____ Passage to read

If we are unable to obtain or retain listings from commercial real estate brokers, agents, and property owners, our marketplace could be less attractive to current or potential customers, which could result in a reduction in our revenues.
 
Our success depends substantially on the number of commercial real estate property listings submitted by brokers, agents and property owners to our online marketplace. The number of listings on our marketplace has grown from approximately 224,000 as of December 31, 2003 to approximately 460,000 as of December 31, 2006. If agents marketing large numbers of property listings, such as large brokers in key real estate markets, choose not to continue their listings with us, or choose to list them with a competitor, our website would be less attractive to other real estate industry transaction participants, thus resulting in cancelled premium memberships, failure to attract and retain new members, or failure to attract advertising and lead generation revenues.
 
Our operating results and revenues are subject to fluctuations that may cause our stock price to decline, and our quarterly financial results may be subject to seasonality, each of which could cause our stock price to decline.

________
____ Supplied material

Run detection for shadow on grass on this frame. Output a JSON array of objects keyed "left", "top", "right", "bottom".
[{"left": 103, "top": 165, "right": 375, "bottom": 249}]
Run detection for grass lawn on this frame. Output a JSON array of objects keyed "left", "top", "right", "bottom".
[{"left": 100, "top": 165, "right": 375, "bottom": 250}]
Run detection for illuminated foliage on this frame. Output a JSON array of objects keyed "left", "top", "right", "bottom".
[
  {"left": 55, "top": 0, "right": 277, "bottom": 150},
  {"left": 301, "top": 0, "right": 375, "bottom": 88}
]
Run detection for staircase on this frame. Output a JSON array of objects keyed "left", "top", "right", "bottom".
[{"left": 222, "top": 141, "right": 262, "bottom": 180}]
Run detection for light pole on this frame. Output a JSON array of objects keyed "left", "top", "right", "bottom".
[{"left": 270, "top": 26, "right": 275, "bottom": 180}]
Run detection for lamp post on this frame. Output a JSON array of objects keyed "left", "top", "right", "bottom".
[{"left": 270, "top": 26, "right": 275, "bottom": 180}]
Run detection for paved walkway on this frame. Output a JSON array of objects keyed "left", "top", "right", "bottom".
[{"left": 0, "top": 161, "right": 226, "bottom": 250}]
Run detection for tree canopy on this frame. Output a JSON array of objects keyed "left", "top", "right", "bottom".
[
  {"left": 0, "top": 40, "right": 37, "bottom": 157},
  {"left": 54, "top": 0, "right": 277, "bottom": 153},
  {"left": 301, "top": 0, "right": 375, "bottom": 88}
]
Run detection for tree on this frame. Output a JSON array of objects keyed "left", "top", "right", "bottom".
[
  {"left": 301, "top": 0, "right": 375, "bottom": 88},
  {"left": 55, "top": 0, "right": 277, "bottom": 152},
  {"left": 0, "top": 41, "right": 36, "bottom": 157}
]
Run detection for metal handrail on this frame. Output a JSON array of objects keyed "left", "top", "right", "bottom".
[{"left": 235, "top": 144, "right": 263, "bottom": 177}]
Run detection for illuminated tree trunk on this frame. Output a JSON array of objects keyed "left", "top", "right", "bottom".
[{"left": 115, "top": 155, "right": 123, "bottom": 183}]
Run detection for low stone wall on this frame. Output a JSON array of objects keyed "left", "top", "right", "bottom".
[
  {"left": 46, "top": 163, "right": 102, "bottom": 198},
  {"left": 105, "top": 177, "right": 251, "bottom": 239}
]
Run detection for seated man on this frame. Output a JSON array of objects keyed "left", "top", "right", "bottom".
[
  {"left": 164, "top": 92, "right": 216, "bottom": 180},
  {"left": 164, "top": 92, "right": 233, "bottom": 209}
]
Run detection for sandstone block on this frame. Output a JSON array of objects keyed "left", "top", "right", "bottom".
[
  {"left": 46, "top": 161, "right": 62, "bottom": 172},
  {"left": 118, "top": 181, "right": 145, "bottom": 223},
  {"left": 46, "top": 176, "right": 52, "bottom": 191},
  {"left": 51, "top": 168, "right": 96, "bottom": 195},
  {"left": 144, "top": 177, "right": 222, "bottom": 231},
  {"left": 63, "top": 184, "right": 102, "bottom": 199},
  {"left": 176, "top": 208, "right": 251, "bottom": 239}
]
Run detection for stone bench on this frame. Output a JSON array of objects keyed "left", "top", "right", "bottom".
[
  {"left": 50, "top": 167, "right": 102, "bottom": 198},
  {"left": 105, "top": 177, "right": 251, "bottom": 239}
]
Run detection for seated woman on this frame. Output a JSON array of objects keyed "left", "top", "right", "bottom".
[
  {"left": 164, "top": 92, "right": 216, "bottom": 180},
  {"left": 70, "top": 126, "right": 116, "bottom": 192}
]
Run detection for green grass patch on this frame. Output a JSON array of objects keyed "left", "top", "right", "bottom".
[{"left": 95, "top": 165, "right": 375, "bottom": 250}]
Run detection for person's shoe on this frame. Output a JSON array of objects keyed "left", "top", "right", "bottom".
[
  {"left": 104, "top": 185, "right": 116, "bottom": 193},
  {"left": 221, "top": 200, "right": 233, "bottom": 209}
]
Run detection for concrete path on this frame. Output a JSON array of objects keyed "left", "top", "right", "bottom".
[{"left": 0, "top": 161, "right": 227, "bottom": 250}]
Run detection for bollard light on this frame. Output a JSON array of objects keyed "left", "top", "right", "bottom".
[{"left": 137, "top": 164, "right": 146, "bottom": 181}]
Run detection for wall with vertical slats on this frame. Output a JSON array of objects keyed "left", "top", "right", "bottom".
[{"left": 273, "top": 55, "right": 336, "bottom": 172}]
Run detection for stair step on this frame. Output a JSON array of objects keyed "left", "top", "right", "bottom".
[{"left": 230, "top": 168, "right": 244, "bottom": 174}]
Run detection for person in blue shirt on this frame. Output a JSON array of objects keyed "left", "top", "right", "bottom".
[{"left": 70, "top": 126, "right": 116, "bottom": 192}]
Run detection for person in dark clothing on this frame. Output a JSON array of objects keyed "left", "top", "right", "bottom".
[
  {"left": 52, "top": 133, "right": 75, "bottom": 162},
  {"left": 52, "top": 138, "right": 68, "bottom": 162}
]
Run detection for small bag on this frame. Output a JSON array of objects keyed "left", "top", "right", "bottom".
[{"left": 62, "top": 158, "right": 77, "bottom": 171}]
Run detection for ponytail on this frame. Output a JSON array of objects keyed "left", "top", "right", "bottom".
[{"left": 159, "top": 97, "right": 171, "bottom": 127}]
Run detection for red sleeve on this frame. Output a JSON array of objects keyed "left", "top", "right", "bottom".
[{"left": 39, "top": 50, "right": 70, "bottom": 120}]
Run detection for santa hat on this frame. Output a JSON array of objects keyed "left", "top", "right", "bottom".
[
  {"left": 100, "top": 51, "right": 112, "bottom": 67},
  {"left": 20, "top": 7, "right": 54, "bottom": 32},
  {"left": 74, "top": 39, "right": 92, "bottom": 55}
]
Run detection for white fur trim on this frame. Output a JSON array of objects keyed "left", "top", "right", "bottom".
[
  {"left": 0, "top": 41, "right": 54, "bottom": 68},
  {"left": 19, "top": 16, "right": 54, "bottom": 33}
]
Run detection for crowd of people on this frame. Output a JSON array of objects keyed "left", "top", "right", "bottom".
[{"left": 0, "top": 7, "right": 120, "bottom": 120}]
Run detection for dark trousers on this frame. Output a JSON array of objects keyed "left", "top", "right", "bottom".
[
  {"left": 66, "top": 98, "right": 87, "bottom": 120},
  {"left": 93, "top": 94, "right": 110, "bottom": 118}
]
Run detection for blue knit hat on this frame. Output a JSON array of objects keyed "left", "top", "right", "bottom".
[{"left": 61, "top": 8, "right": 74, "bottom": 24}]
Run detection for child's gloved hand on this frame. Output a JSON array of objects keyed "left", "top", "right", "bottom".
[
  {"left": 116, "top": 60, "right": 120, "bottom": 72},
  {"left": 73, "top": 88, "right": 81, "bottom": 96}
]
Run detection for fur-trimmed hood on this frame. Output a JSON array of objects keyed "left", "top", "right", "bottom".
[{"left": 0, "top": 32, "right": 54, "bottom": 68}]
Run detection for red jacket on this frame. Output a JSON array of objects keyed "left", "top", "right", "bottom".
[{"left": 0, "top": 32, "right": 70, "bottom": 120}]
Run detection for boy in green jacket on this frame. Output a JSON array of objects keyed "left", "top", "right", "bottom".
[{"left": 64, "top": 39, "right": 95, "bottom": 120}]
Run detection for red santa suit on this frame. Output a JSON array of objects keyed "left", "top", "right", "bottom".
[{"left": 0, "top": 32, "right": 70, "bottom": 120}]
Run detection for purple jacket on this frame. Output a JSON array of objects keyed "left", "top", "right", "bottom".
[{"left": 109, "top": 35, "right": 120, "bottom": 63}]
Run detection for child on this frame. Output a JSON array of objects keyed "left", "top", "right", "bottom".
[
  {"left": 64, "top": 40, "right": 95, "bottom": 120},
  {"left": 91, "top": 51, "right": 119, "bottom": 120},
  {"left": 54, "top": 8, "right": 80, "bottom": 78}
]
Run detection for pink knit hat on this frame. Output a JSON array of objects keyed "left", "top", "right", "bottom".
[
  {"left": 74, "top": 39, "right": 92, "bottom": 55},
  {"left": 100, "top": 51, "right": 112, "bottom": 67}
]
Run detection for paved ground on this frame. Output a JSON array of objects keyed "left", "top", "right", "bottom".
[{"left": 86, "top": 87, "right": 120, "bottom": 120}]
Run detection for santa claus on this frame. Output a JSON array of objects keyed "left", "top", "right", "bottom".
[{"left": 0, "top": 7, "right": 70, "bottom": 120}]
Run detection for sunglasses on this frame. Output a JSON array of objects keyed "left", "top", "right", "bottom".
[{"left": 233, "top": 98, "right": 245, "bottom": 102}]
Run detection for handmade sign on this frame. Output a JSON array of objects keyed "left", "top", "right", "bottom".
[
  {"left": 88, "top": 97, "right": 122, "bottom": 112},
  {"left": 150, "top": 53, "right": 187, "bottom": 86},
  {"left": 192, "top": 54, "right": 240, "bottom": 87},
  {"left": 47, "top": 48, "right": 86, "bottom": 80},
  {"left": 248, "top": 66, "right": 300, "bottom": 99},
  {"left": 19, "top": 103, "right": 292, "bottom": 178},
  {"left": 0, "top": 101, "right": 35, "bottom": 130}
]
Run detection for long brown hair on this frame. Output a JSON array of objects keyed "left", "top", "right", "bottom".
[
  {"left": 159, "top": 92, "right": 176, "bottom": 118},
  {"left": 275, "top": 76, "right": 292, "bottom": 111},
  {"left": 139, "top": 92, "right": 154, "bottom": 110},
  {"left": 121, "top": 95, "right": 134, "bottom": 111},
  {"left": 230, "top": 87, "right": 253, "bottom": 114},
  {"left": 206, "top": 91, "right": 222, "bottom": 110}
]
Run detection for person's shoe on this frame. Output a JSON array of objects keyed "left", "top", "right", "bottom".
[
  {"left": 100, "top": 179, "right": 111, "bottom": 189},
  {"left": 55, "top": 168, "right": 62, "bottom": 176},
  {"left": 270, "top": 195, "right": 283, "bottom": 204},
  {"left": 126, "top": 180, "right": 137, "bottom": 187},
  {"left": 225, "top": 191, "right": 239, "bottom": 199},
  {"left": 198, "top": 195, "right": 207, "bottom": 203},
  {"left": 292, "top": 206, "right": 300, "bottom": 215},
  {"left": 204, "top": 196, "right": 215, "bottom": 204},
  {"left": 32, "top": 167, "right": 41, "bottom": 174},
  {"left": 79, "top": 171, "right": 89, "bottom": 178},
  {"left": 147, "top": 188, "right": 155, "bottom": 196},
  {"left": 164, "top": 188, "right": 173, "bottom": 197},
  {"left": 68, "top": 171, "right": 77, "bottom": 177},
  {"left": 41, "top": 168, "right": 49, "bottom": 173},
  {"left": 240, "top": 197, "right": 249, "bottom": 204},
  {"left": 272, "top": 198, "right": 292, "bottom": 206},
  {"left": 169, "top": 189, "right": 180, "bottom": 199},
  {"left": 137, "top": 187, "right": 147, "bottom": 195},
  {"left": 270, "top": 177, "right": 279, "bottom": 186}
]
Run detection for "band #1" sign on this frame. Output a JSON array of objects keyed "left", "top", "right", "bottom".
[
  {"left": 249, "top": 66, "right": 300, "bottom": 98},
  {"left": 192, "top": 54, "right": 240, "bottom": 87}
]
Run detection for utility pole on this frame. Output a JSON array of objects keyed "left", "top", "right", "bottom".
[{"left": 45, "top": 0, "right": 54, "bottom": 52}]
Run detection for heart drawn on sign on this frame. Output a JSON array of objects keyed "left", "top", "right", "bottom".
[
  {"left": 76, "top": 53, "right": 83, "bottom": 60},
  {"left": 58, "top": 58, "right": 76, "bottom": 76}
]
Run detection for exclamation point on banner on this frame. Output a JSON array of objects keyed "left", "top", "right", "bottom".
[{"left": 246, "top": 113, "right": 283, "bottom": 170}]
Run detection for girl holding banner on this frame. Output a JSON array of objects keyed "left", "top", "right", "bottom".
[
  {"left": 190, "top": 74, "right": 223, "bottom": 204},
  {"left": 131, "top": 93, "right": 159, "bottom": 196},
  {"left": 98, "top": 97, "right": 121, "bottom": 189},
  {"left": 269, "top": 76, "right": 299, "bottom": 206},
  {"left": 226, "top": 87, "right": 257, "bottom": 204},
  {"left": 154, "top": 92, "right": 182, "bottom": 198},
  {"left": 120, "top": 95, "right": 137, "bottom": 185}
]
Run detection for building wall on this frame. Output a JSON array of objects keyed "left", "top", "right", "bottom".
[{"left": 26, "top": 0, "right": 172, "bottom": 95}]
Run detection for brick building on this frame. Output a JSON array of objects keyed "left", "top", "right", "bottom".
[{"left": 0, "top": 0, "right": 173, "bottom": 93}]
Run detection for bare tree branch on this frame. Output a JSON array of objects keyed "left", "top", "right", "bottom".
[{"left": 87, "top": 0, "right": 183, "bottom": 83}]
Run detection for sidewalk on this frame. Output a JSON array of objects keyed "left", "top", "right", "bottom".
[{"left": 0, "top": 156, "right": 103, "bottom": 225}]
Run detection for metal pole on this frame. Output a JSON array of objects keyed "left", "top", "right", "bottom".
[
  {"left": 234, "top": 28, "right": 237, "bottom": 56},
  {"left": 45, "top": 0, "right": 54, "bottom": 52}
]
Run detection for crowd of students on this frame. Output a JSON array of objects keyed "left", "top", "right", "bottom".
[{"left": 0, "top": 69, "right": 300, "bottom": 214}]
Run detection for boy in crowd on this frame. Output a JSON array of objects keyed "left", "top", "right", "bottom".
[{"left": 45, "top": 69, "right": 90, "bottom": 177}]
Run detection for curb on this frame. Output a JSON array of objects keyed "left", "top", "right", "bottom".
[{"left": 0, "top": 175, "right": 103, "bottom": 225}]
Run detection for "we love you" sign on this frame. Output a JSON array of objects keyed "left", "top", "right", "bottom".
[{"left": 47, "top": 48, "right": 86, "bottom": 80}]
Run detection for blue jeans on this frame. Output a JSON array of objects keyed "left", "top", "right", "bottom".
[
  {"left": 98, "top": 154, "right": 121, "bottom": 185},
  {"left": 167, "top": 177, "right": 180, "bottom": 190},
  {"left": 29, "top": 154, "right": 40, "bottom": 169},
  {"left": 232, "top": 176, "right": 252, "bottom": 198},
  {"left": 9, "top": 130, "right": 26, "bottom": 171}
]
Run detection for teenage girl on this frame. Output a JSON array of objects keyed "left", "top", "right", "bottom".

________

• [What you will do]:
[A] Reproduce the passage on commercial real estate listings word for word, in full.
[B] How many lines of the entries contain the string "paved", matching case? Give only the number.

• [Expected answers]:
[A]
If we are unable to obtain or retain listings from commercial real estate brokers, agents, and property owners, our marketplace could be less attractive to current or potential customers, which could result in a reduction in our revenues.
 
Our success depends substantially on the number of commercial real estate property listings submitted by brokers, agents and property owners to our online marketplace. The number of listings on our marketplace has grown from approximately 224,000 as of December 31, 2003 to approximately 460,000 as of December 31, 2006. If agents marketing large numbers of property listings, such as large brokers in key real estate markets, choose not to continue their listings with us, or choose to list them with a competitor, our website would be less attractive to other real estate industry transaction participants, thus resulting in cancelled premium memberships, failure to attract and retain new members, or failure to attract advertising and lead generation revenues.
 
Our operating results and revenues are subject to fluctuations that may cause our stock price to decline, and our quarterly financial results may be subject to seasonality, each of which could cause our stock price to decline.

[B] 2